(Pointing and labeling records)
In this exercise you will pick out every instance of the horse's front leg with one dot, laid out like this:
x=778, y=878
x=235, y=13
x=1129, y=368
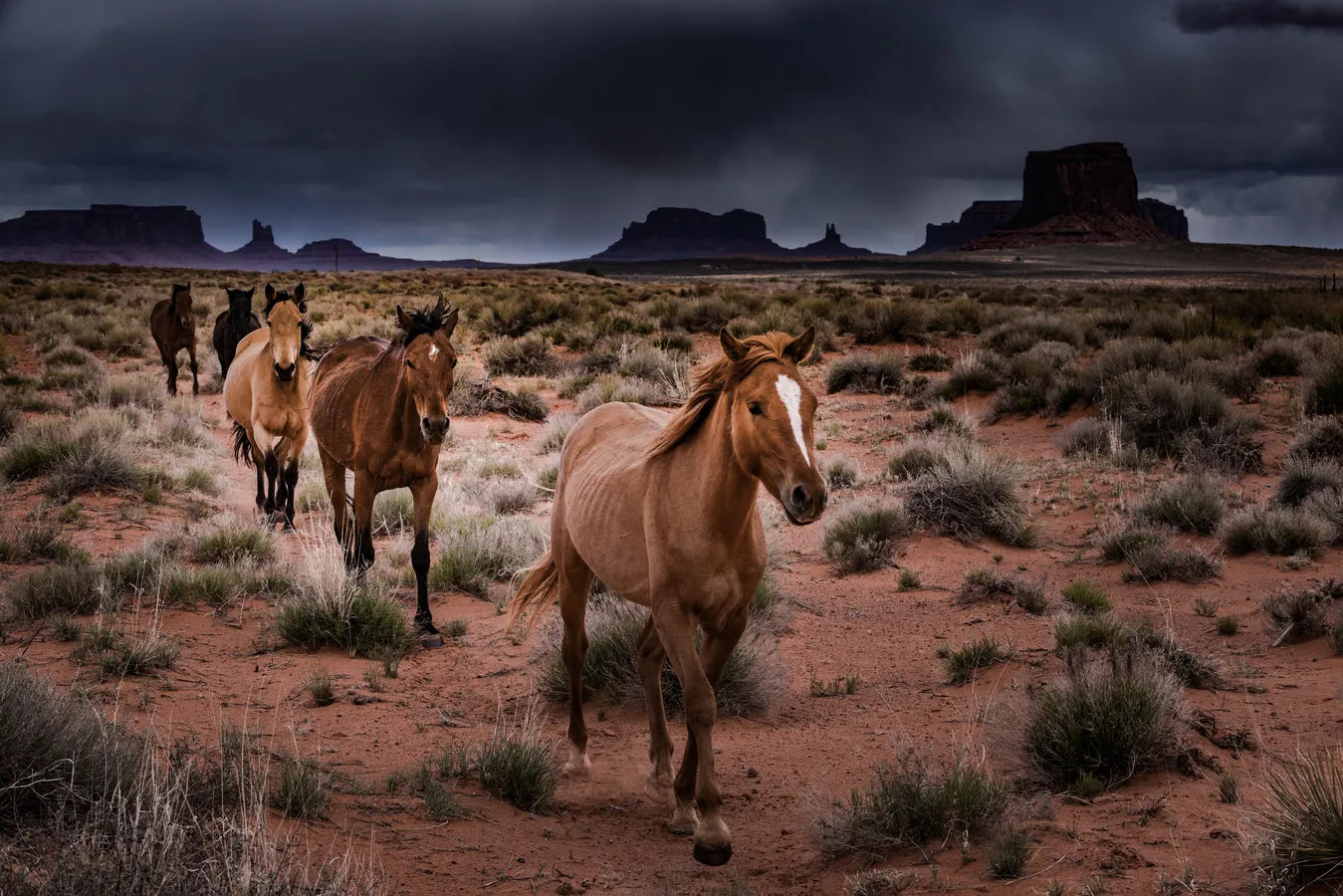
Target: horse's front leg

**THE EXERCISE**
Please rewrite the records above, changing "dot" to "point" and keeping everything else the same. Leave the pictures out of your answer.

**ANSWER BELOW**
In this exercise you will pick out every instance of the horse's front leg with one point, laid out like this:
x=778, y=878
x=235, y=13
x=1129, y=368
Target: horse's front leg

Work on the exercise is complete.